■ **Required work**:
How many lines in the entries below contain the string "horse"? Reply with the number alone.

■ **Saved entries**:
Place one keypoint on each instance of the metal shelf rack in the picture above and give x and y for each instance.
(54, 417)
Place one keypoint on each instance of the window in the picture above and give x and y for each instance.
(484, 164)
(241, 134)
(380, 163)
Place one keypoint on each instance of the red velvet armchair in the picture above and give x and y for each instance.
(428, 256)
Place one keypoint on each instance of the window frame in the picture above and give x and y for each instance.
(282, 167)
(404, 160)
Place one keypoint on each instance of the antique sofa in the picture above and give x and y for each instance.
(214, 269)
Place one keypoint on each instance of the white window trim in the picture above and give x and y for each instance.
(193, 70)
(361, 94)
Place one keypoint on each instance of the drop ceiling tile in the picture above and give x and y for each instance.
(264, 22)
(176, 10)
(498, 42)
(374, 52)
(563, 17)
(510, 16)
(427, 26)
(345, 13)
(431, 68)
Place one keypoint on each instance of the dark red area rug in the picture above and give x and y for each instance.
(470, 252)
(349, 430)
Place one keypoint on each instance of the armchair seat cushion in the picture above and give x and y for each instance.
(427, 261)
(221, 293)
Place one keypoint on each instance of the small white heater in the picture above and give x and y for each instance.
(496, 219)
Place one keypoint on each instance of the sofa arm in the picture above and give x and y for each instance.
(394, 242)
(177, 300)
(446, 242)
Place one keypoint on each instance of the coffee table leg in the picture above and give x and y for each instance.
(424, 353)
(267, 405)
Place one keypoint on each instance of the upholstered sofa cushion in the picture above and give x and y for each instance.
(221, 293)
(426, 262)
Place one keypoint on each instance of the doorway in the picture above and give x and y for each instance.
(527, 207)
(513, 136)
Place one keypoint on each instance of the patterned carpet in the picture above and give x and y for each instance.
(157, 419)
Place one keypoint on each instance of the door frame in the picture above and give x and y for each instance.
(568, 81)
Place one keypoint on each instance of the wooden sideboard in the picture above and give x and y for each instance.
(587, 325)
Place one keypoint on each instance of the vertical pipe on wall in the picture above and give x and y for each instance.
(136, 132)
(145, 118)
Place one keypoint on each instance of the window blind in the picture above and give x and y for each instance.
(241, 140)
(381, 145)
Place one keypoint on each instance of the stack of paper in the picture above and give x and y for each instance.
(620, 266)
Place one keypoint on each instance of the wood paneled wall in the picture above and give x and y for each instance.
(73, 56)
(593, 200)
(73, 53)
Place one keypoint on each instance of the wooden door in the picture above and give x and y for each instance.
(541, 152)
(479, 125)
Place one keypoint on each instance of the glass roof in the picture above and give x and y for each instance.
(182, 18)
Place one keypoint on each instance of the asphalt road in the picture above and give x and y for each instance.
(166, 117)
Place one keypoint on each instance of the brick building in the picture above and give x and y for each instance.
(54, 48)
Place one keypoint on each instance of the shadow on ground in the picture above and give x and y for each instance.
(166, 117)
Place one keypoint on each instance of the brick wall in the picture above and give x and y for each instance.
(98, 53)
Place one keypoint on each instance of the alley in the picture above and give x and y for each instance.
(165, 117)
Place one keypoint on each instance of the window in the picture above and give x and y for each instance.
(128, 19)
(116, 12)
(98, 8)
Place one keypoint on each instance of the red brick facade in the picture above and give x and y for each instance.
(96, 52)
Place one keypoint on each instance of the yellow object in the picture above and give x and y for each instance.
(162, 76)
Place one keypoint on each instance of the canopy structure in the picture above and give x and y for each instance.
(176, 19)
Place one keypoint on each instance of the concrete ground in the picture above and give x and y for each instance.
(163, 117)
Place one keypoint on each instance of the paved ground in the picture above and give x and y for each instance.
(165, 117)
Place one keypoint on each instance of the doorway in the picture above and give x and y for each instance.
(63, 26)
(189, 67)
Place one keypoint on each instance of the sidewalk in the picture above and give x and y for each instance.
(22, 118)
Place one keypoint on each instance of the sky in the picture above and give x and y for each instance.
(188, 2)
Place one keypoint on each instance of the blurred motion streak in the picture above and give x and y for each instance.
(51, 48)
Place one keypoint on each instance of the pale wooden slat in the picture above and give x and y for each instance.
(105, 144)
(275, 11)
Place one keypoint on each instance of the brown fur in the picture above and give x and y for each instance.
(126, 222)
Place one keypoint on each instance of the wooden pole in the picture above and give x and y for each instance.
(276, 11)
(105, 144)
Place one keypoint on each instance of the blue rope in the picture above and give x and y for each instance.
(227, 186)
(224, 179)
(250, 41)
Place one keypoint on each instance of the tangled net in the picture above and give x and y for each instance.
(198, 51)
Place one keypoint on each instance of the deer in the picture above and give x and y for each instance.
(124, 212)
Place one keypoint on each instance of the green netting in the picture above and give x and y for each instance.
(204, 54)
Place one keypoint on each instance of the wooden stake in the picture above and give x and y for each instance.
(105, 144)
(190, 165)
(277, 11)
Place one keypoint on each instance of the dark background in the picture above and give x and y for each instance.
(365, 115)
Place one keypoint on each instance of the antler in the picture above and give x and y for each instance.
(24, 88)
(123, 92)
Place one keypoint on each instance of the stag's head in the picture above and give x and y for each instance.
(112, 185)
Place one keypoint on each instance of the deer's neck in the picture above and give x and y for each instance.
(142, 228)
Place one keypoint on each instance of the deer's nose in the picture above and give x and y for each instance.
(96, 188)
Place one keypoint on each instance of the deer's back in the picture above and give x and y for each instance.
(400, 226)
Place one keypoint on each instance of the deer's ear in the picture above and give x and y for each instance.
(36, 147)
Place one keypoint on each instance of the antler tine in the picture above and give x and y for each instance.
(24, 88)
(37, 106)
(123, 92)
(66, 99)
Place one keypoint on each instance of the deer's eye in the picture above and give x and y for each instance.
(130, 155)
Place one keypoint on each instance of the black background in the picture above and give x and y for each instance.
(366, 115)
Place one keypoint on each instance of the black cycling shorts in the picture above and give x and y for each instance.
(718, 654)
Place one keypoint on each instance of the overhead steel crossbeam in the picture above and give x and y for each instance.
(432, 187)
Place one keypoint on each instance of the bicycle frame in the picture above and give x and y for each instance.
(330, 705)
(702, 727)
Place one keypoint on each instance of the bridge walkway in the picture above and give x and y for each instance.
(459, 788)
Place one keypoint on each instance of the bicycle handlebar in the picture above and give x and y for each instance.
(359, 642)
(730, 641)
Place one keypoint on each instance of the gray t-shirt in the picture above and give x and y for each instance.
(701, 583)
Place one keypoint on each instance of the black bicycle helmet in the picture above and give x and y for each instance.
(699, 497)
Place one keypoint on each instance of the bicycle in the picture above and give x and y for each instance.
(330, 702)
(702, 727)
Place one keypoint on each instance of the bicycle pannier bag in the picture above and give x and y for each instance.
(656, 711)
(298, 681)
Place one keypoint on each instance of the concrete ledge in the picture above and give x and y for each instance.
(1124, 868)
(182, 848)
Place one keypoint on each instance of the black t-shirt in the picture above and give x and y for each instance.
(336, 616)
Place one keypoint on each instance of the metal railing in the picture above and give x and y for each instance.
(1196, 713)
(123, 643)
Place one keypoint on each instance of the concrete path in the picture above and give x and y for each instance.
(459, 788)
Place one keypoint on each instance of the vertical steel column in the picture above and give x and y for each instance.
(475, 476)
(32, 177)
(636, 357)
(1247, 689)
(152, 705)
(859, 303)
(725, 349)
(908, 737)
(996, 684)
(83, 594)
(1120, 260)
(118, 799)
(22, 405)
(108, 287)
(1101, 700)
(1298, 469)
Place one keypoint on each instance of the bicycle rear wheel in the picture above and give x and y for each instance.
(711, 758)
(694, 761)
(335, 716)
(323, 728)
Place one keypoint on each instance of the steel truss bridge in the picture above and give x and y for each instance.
...
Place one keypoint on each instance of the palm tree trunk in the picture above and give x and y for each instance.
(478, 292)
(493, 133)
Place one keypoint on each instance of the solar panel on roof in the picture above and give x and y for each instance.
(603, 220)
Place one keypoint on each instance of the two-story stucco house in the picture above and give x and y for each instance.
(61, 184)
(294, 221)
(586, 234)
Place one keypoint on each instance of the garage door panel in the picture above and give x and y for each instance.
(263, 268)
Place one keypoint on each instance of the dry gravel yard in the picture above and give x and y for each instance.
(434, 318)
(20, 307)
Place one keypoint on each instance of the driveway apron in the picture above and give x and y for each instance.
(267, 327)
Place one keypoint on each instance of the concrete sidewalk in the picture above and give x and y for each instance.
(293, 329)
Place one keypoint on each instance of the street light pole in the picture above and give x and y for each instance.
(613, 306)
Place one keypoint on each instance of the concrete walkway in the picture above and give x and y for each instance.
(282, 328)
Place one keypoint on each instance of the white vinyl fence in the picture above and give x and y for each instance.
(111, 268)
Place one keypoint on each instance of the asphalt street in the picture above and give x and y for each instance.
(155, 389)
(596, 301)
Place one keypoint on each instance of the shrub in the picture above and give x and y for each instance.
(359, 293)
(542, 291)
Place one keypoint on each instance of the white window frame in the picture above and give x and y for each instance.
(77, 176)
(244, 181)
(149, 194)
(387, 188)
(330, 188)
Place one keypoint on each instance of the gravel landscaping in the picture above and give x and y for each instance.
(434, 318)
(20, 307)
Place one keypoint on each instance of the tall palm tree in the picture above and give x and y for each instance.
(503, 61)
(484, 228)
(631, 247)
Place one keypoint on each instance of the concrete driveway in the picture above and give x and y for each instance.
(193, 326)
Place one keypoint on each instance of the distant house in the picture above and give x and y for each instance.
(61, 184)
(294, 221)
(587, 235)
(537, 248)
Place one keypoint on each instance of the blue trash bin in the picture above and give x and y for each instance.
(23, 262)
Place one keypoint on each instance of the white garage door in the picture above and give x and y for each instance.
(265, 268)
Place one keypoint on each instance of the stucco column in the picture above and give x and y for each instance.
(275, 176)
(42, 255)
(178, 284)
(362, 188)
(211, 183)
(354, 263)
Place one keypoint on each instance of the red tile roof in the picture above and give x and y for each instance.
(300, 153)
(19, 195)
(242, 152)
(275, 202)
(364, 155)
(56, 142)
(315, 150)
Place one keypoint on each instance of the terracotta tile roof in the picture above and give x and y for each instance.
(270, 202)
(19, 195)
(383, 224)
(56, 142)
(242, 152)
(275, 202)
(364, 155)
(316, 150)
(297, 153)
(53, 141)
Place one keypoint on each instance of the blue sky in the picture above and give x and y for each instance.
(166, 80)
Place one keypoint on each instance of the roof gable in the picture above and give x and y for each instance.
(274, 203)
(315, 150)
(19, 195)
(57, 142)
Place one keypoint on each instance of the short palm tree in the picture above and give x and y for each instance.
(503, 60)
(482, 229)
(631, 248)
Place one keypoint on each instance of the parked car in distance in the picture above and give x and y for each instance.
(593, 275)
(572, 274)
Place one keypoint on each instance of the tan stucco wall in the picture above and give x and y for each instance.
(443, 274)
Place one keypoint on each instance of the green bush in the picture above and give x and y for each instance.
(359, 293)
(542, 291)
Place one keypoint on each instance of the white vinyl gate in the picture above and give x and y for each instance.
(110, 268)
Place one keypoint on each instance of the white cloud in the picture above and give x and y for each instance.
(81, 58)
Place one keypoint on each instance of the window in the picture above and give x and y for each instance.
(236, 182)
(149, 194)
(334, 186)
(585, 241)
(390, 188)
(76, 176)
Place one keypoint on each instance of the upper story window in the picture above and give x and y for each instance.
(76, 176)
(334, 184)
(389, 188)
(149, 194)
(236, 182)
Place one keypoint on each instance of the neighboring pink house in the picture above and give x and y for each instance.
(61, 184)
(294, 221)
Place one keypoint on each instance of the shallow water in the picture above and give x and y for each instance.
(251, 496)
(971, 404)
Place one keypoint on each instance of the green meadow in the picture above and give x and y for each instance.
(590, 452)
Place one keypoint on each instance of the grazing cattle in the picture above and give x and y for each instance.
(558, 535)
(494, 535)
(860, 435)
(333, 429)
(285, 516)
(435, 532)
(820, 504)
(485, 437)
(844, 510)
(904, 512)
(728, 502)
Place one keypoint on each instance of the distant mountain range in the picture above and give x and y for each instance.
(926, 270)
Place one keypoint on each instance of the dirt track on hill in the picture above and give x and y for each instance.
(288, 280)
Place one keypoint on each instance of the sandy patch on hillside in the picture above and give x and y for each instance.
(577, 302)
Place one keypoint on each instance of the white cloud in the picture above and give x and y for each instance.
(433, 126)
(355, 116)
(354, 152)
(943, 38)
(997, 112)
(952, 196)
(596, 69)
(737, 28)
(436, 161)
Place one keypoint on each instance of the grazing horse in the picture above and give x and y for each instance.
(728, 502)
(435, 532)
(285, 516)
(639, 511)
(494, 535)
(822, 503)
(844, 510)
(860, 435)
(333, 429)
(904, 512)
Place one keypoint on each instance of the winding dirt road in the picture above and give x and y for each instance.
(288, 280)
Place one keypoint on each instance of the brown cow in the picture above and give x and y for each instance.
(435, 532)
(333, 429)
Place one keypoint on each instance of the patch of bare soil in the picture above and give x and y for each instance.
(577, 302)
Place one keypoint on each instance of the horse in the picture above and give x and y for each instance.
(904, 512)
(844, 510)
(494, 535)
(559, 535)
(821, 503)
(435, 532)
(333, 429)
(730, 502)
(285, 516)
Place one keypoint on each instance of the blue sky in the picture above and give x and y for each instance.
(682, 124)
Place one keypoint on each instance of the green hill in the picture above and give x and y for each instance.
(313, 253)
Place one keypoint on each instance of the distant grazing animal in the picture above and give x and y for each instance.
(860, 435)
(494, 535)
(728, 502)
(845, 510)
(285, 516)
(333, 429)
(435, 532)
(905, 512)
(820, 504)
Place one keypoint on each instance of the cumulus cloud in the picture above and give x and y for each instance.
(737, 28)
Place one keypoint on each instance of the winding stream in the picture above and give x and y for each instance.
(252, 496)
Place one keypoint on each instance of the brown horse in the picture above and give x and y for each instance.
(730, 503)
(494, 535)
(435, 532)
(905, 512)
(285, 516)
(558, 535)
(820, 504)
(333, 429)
---
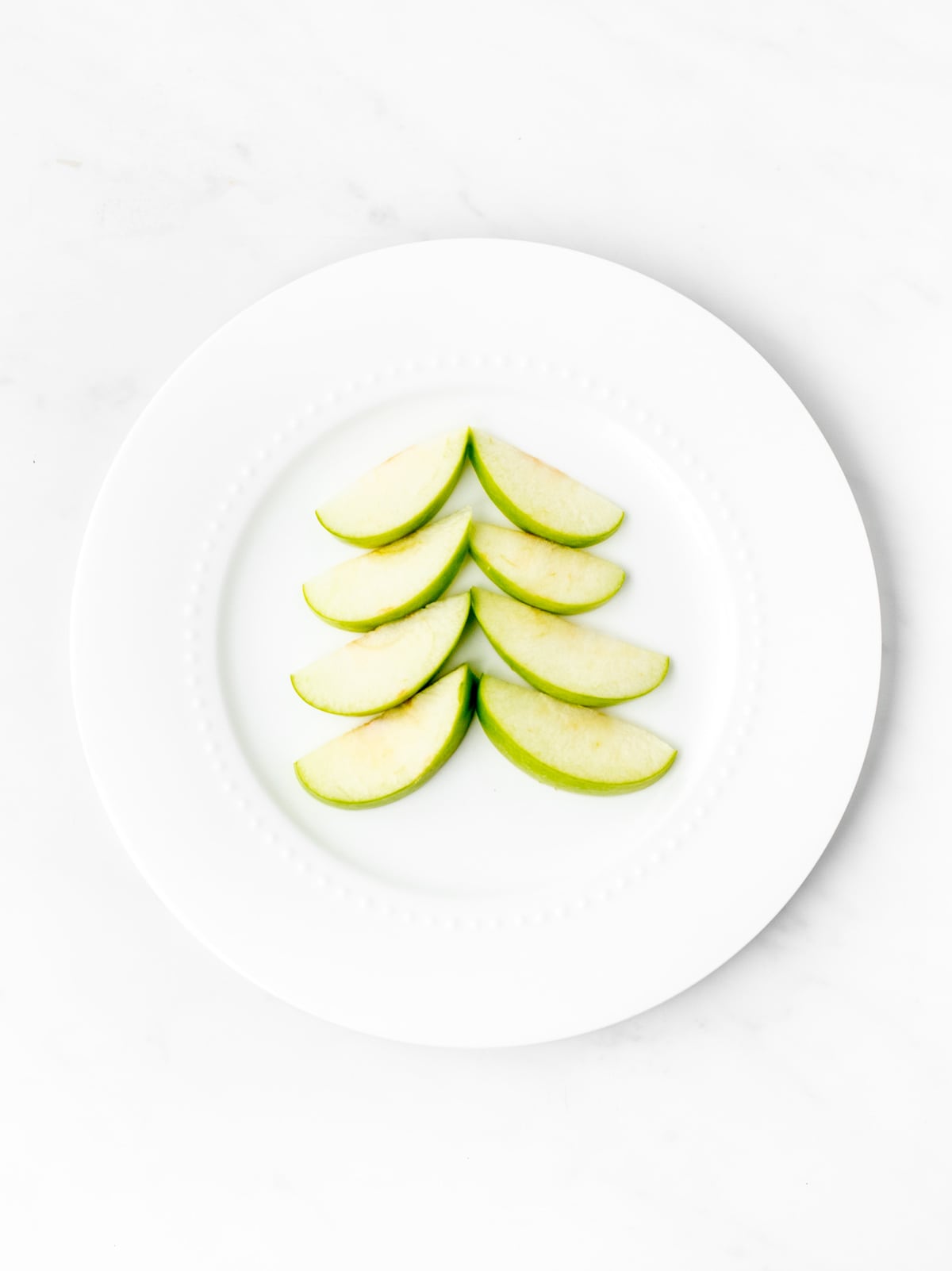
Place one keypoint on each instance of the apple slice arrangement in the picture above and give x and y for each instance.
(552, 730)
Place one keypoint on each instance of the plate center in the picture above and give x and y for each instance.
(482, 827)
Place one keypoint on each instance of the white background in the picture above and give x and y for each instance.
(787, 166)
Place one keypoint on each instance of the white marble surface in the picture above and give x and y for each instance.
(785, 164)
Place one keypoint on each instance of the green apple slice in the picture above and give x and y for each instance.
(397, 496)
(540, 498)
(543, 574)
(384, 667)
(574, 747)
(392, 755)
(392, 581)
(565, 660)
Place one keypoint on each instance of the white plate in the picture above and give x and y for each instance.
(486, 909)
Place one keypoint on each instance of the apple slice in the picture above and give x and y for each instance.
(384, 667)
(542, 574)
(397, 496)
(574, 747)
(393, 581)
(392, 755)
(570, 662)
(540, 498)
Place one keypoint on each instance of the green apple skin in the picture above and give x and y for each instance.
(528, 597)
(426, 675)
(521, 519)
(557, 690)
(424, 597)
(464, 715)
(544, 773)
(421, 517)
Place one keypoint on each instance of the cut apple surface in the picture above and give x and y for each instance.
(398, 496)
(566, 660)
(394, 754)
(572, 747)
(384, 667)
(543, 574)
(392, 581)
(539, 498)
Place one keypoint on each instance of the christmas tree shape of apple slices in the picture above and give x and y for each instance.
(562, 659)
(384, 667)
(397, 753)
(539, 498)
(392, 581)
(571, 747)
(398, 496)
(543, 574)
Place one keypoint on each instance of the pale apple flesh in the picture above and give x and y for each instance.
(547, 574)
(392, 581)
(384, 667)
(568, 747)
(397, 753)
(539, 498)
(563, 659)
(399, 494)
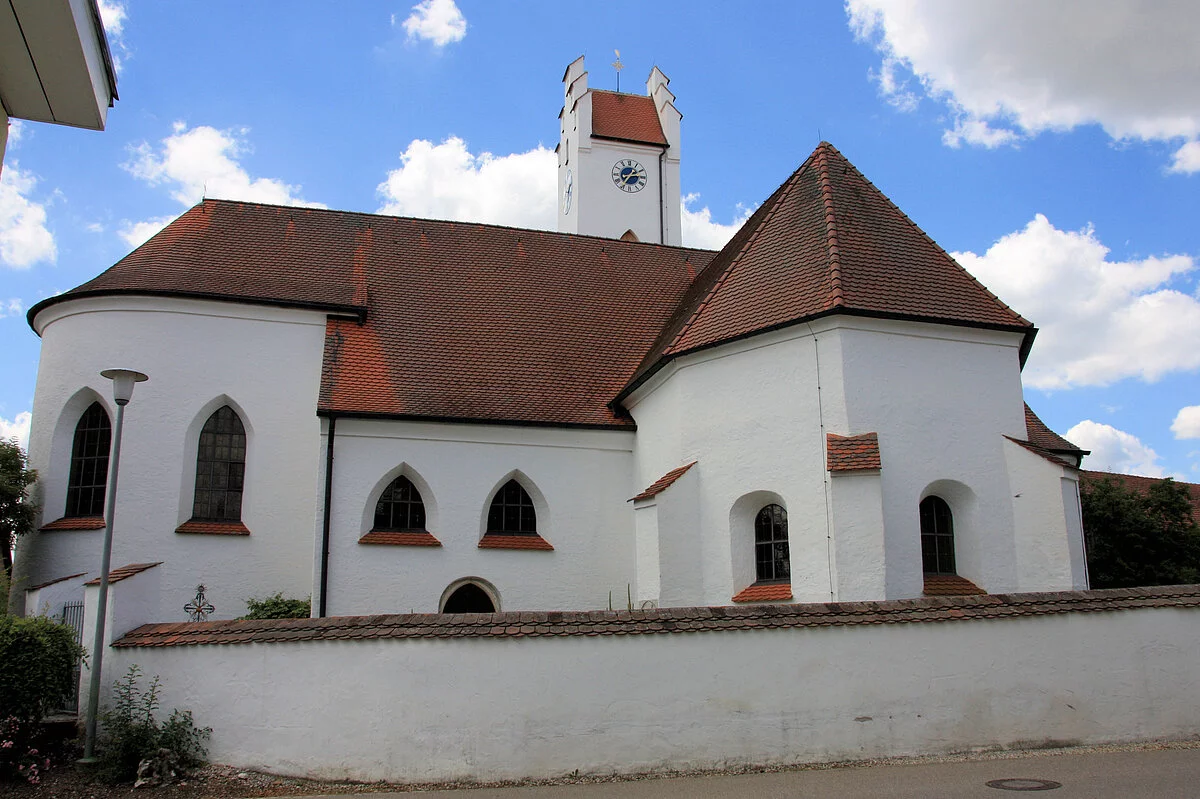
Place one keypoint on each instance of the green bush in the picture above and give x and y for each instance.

■ **The completed task**:
3